Action item
Across the listing below, how many lines hold "point"? Reply with the number by itself.

Data records
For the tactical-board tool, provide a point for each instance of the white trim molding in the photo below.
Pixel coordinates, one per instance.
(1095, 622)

---

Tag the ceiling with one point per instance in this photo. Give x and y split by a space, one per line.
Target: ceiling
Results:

Written response
2